_Materials provided_

*** Block opens ***

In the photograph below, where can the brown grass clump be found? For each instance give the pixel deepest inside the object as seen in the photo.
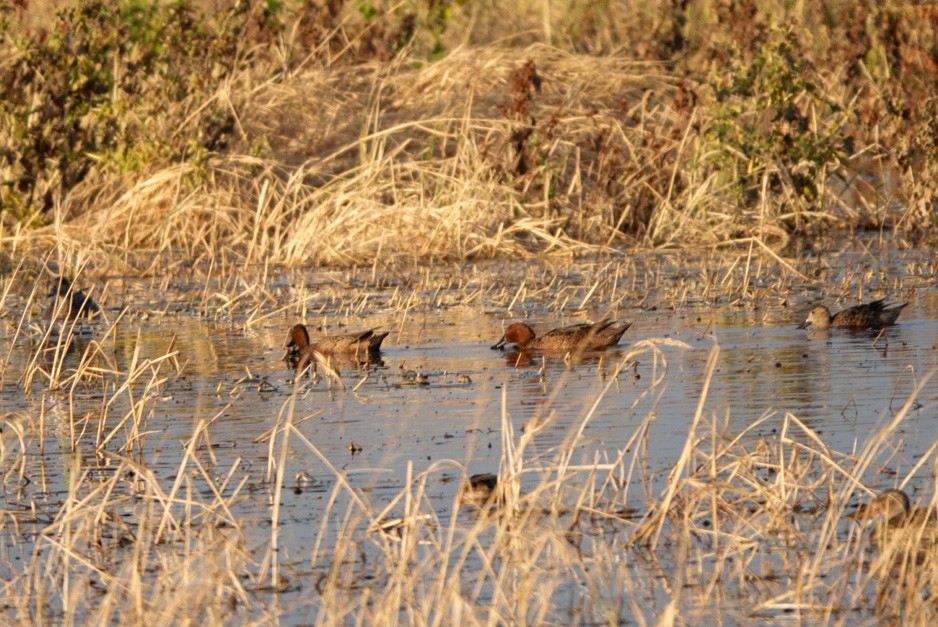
(343, 134)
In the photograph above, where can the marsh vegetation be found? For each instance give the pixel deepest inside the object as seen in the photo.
(440, 170)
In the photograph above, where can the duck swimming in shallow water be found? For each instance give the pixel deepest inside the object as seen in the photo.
(69, 302)
(874, 315)
(300, 352)
(894, 506)
(586, 336)
(479, 490)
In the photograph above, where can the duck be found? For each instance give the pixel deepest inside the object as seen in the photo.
(896, 508)
(875, 315)
(912, 531)
(478, 490)
(300, 352)
(585, 336)
(68, 302)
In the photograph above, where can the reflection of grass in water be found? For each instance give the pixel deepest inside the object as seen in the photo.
(739, 522)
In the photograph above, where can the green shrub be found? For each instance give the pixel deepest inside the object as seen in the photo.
(771, 123)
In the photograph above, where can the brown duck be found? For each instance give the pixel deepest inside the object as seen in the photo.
(300, 352)
(894, 506)
(479, 490)
(586, 336)
(69, 302)
(874, 315)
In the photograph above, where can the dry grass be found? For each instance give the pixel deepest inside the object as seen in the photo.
(580, 532)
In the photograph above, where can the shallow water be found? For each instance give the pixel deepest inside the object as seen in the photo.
(841, 384)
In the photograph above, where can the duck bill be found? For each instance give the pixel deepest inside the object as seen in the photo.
(860, 513)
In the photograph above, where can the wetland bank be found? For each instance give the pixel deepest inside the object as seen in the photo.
(439, 172)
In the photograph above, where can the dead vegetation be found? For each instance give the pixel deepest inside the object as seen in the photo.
(331, 140)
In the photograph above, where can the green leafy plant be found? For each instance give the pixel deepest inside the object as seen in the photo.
(766, 126)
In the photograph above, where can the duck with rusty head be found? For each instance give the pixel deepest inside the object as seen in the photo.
(582, 337)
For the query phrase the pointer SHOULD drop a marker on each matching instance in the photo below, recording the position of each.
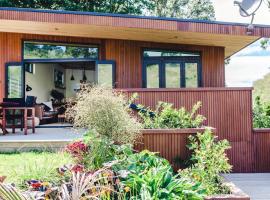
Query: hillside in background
(262, 88)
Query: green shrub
(209, 160)
(147, 176)
(165, 116)
(102, 150)
(261, 114)
(107, 113)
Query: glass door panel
(191, 75)
(152, 76)
(14, 80)
(173, 75)
(105, 73)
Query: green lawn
(20, 167)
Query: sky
(252, 63)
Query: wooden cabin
(162, 59)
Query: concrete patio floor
(50, 138)
(256, 185)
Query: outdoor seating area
(114, 106)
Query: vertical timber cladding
(128, 57)
(226, 109)
(127, 54)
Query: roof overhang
(232, 36)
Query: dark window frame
(45, 60)
(113, 63)
(162, 60)
(10, 64)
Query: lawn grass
(20, 167)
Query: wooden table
(24, 110)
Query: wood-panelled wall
(226, 109)
(127, 54)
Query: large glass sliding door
(14, 80)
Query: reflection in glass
(172, 71)
(152, 73)
(15, 85)
(105, 75)
(39, 50)
(191, 70)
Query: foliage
(97, 185)
(147, 176)
(103, 150)
(8, 192)
(262, 89)
(107, 113)
(261, 114)
(187, 9)
(165, 116)
(22, 167)
(210, 160)
(78, 150)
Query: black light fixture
(84, 76)
(72, 77)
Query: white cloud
(252, 63)
(226, 11)
(243, 71)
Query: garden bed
(236, 194)
(170, 143)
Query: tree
(262, 89)
(186, 9)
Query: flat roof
(232, 36)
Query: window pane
(105, 75)
(15, 82)
(152, 76)
(172, 71)
(165, 53)
(38, 50)
(191, 75)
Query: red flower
(77, 149)
(77, 168)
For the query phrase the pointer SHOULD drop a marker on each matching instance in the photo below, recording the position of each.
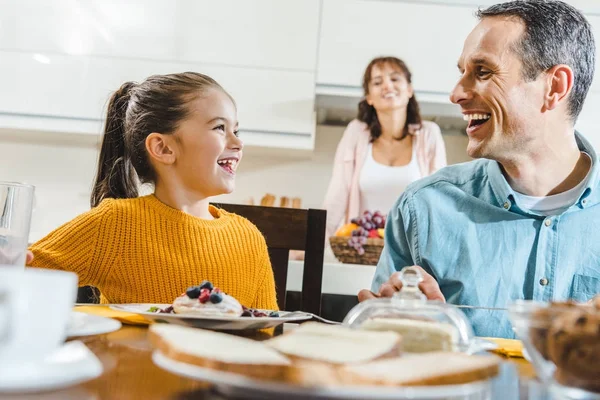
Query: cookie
(541, 321)
(573, 344)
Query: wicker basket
(349, 255)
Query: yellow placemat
(105, 311)
(508, 347)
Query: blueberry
(216, 298)
(193, 292)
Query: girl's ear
(161, 148)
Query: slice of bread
(418, 336)
(426, 369)
(219, 351)
(335, 344)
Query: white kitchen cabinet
(78, 88)
(61, 60)
(428, 37)
(255, 33)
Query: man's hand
(429, 287)
(29, 257)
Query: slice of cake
(205, 299)
(336, 344)
(219, 351)
(418, 336)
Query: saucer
(69, 365)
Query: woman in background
(384, 149)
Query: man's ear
(559, 83)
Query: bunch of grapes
(367, 227)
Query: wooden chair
(288, 229)
(284, 229)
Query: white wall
(62, 168)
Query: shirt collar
(591, 194)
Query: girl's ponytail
(116, 178)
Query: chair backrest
(288, 229)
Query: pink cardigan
(342, 200)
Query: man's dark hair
(555, 33)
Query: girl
(178, 132)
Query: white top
(552, 205)
(381, 185)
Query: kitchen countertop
(338, 278)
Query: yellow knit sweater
(143, 251)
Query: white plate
(69, 365)
(235, 384)
(82, 324)
(211, 322)
(479, 345)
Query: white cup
(35, 307)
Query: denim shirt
(463, 226)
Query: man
(520, 222)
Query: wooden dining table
(130, 374)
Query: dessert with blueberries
(205, 299)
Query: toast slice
(418, 336)
(219, 351)
(334, 344)
(425, 369)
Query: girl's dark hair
(367, 113)
(158, 104)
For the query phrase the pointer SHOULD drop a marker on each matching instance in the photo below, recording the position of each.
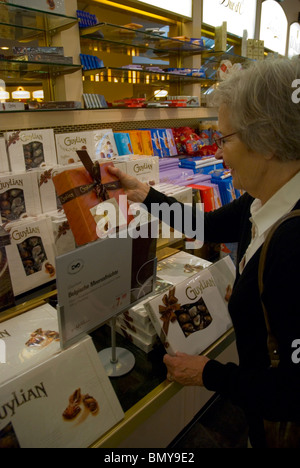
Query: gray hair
(262, 106)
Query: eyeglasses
(220, 141)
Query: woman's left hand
(185, 369)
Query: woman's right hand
(135, 190)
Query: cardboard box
(4, 164)
(104, 144)
(143, 344)
(171, 142)
(136, 141)
(50, 6)
(194, 314)
(67, 145)
(19, 196)
(180, 267)
(146, 142)
(101, 279)
(123, 143)
(221, 37)
(65, 402)
(63, 236)
(148, 336)
(207, 196)
(76, 190)
(157, 151)
(30, 339)
(145, 169)
(49, 200)
(6, 291)
(31, 257)
(31, 149)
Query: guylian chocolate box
(193, 314)
(31, 149)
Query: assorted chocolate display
(193, 317)
(33, 254)
(12, 205)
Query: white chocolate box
(25, 348)
(65, 402)
(4, 165)
(190, 316)
(19, 196)
(31, 256)
(30, 149)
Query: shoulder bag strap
(272, 342)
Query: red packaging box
(79, 191)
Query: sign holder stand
(116, 361)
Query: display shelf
(23, 120)
(11, 70)
(148, 386)
(118, 38)
(25, 23)
(125, 75)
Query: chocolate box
(77, 192)
(104, 144)
(30, 149)
(48, 196)
(19, 196)
(4, 165)
(67, 145)
(193, 314)
(30, 339)
(145, 169)
(6, 291)
(30, 255)
(180, 266)
(65, 402)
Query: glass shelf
(125, 75)
(117, 38)
(24, 24)
(12, 69)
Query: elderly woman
(259, 118)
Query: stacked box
(191, 315)
(136, 141)
(4, 165)
(65, 402)
(147, 142)
(30, 339)
(123, 143)
(62, 234)
(31, 255)
(104, 144)
(67, 145)
(78, 195)
(181, 194)
(180, 267)
(6, 291)
(19, 196)
(144, 169)
(49, 200)
(30, 149)
(145, 343)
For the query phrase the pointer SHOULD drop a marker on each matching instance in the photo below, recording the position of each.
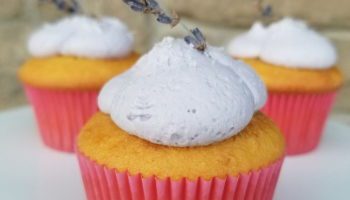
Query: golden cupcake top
(68, 72)
(282, 79)
(258, 145)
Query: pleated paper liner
(301, 118)
(102, 183)
(61, 113)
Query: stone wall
(220, 20)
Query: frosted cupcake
(181, 124)
(298, 65)
(72, 59)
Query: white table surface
(30, 171)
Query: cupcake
(181, 124)
(71, 60)
(298, 66)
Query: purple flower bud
(163, 18)
(198, 35)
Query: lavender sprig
(69, 6)
(152, 7)
(265, 10)
(196, 39)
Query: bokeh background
(220, 20)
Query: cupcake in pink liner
(298, 66)
(181, 124)
(72, 59)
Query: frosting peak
(288, 42)
(175, 95)
(83, 37)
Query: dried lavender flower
(164, 19)
(265, 10)
(196, 39)
(152, 7)
(69, 6)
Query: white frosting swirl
(289, 43)
(177, 96)
(83, 37)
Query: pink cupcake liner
(102, 183)
(301, 118)
(61, 113)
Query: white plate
(30, 171)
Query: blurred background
(219, 20)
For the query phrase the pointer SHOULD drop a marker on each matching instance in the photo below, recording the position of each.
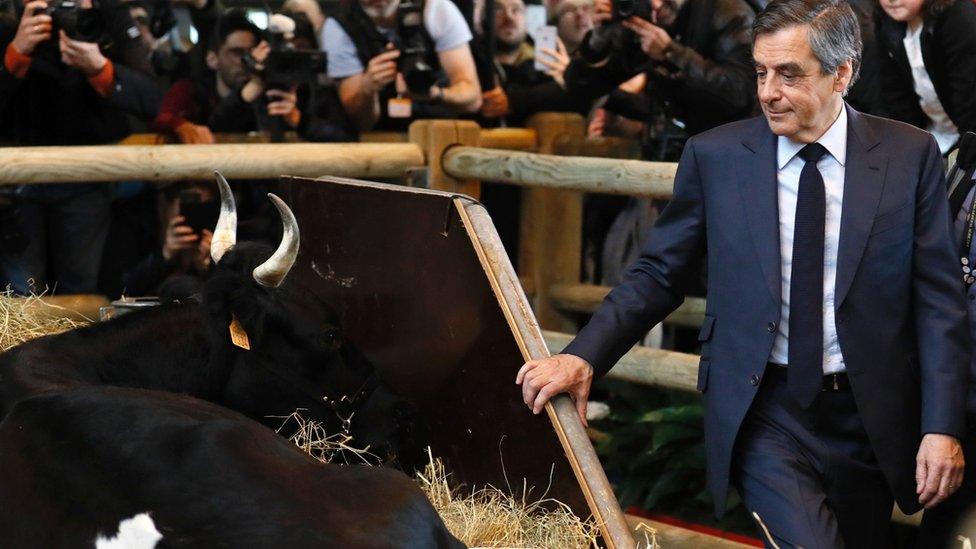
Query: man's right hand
(194, 134)
(602, 11)
(33, 29)
(380, 72)
(546, 378)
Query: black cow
(75, 463)
(297, 356)
(110, 420)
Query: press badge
(399, 107)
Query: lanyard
(967, 242)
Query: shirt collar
(834, 140)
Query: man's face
(799, 101)
(903, 10)
(575, 20)
(141, 19)
(229, 66)
(380, 10)
(664, 12)
(509, 24)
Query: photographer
(69, 75)
(388, 53)
(696, 54)
(232, 99)
(183, 257)
(524, 90)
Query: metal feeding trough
(423, 286)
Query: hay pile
(313, 439)
(490, 517)
(25, 318)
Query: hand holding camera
(282, 103)
(35, 27)
(84, 56)
(380, 71)
(179, 237)
(602, 11)
(654, 40)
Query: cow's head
(298, 357)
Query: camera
(625, 9)
(414, 49)
(84, 24)
(285, 65)
(198, 214)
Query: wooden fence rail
(574, 173)
(170, 162)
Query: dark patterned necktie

*** Block closes ***

Everything from the line containing "Query: stone wall" through the last line of the entries is to be output exactly as written, minus any pictures.

_Reply_
Query: stone wall
(220, 20)
Query: frosted cupcake
(181, 124)
(298, 65)
(72, 59)
Query: white table surface
(30, 171)
Query: cupcake
(181, 124)
(71, 60)
(298, 66)
Query: purple flower bud
(163, 18)
(198, 35)
Query: lavender sprig
(69, 6)
(152, 7)
(265, 10)
(196, 39)
Query: bokeh background
(220, 20)
Query: cupcake in pink liner
(298, 66)
(181, 124)
(72, 59)
Query: frosting peak
(288, 42)
(175, 95)
(83, 37)
Query: dried lavender flower
(164, 19)
(265, 10)
(196, 39)
(152, 7)
(69, 6)
Query: white frosting swirl
(289, 43)
(177, 96)
(83, 37)
Query: pink cupcake liner
(102, 183)
(301, 118)
(61, 113)
Query: white plate
(30, 171)
Query: blurred background
(219, 20)
For the query phrase the pointer SHOULD drop a marker on each matching instance in the photo below, recording the position of each.
Query: man's right hand
(194, 134)
(602, 11)
(33, 29)
(380, 72)
(546, 378)
Query: black cow
(75, 463)
(297, 356)
(110, 420)
Query: press badge
(399, 107)
Query: lanyard
(967, 242)
Query: shirt collar
(834, 140)
Query: man's face
(799, 101)
(903, 10)
(575, 20)
(141, 19)
(229, 66)
(380, 10)
(664, 12)
(509, 24)
Query: photographer
(69, 75)
(388, 53)
(696, 54)
(232, 99)
(183, 257)
(524, 90)
Query: metal feeding trough
(423, 286)
Query: hay pile
(313, 439)
(490, 517)
(25, 318)
Query: hand holding camera
(282, 103)
(35, 27)
(84, 56)
(380, 71)
(179, 237)
(602, 11)
(654, 40)
Query: cow's head
(298, 357)
Query: camera
(625, 9)
(414, 49)
(84, 24)
(285, 65)
(198, 214)
Query: wooden fence rail
(574, 173)
(170, 162)
Query: dark patterned necktie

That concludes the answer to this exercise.